Text passage -
******************************

The next morning my dad and I got up, ate breakfast with our five friends and piled into the van with our Healing Waters translator/guide named Alfredo at the wheel. He told us we were going to a very poor neighborhood called La Brigada, where the system was installed.

The system was in a relatively small room on the property of a community church. Yet for only four quinzales for every five gallon jug, or about 40 cents, it provided enough clean water for the entire area. Because commercial water (the only other clean water option, because water out of the faucet is contaminated) is 18 quinzales, the local people can only afford one five-gallon jug every two weeks. (For a comparison, it takes five gallons just to flush a toilet in the United States.)

The living conditions in La Brigada shocked me, and I got to see first-hand how the water system I helped fund improved the lives of many extremely poor families.

Around lunch time that day, we headed to a two-room house with too many kids to count. The woman who lived there was one of the people benefiting from Healing Waters’ water. She was charming and funny, even though conversation was through an interpreter, and she provided soup, chicken, and amazing tortillas for the 15 people sitting at the rectangular fold-out table on some dirt outside her house.

It was one of the greatest meals I have ever eaten. I realized there was nothing to be afraid of regardless of how poor she was, or how dirty her house seemed. She was completely honored to have us in her home, but we were the ones who ended up grateful.

The people we encountered in Guatemala showed us how to live with hope; the kindness and generosity they showed us was incredible.

The rest of the day was spent on foot, or in the back of a bumpy blue truck. We seven Californians, with about 10 interpreters and buckets and buckets full of water bottles, went all over the La Brigada neighborhood to spread the news about the inexpensive, clean water that would be available to their community that coming Saturday.

We handed the water bottles out to anyone we saw, and the people looked so happy; but more importantly they would soon get purified water for about a third of the price they had been paying. They were grateful and smiling and saying things in Spanish that meant nothing to me, but what I took from it was that I had made a difference.

Grateful for Clean Water

Now, back at home, my perspective on the world, and my outlook on life has completely changed. I am extremely conscious when I flush a toilet, and I am so much more grateful for showers with clean water than I ever was before.

My family has already started saving money to install another system, and I am so excited when I think about all the other people I can help just by giving them the opportunity to have clean water.

Installing a water system seemed like a daunting task to me originally, but once the money was raised I realized how surprisingly simple it all was; instead of buying clothes or eating out all the time, I could save my money in order to help the rest of the world get clean water. There is so much I have taken for granted in my life, but now I want to keep making a difference, one glass of water at a time.

******************************

Instruction A - Retype the passage from the Guatemala clean-water account word for word, starting at "Around lunch time" and ending at "ended up grateful.".
Instruction B - Condense the paragraph of the Guatemala clean-water account that begins "The rest of the day was spent on foot" into a shorter version that keeps its main facts.

******************************

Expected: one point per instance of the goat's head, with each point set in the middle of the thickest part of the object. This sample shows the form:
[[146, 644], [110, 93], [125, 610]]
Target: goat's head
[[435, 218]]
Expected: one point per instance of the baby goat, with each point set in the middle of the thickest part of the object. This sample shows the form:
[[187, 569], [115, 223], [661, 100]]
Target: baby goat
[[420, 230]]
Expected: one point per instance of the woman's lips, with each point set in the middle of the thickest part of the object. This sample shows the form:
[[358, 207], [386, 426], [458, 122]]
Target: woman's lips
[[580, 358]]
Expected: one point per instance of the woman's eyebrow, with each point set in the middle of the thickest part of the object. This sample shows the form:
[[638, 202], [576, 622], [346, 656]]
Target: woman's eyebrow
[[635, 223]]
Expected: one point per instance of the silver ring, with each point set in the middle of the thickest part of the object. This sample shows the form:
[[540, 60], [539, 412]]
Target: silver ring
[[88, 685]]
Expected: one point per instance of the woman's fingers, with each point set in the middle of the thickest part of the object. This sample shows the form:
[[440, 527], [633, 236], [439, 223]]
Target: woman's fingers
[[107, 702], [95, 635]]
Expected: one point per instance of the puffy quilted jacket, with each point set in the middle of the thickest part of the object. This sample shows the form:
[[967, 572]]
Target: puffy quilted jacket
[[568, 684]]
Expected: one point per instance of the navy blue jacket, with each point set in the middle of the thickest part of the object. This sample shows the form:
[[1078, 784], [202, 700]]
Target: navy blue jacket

******************************

Worked answer A -
Around lunch time that day, we headed to a two-room house with too many kids to count. The woman who lived there was one of the people benefiting from Healing Waters’ water. She was charming and funny, even though conversation was through an interpreter, and she provided soup, chicken, and amazing tortillas for the 15 people sitting at the rectangular fold-out table on some dirt outside her house.

It was one of the greatest meals I have ever eaten. I realized there was nothing to be afraid of regardless of how poor she was, or how dirty her house seemed. She was completely honored to have us in her home, but we were the ones who ended up grateful.

Worked answer B - We spent the rest of the day on foot or in the back of a bumpy blue truck. Seven Californians and about 10 interpreters carried buckets of water bottles all over La Brigada. We told residents that inexpensive, clean water would be available to their community that coming Saturday.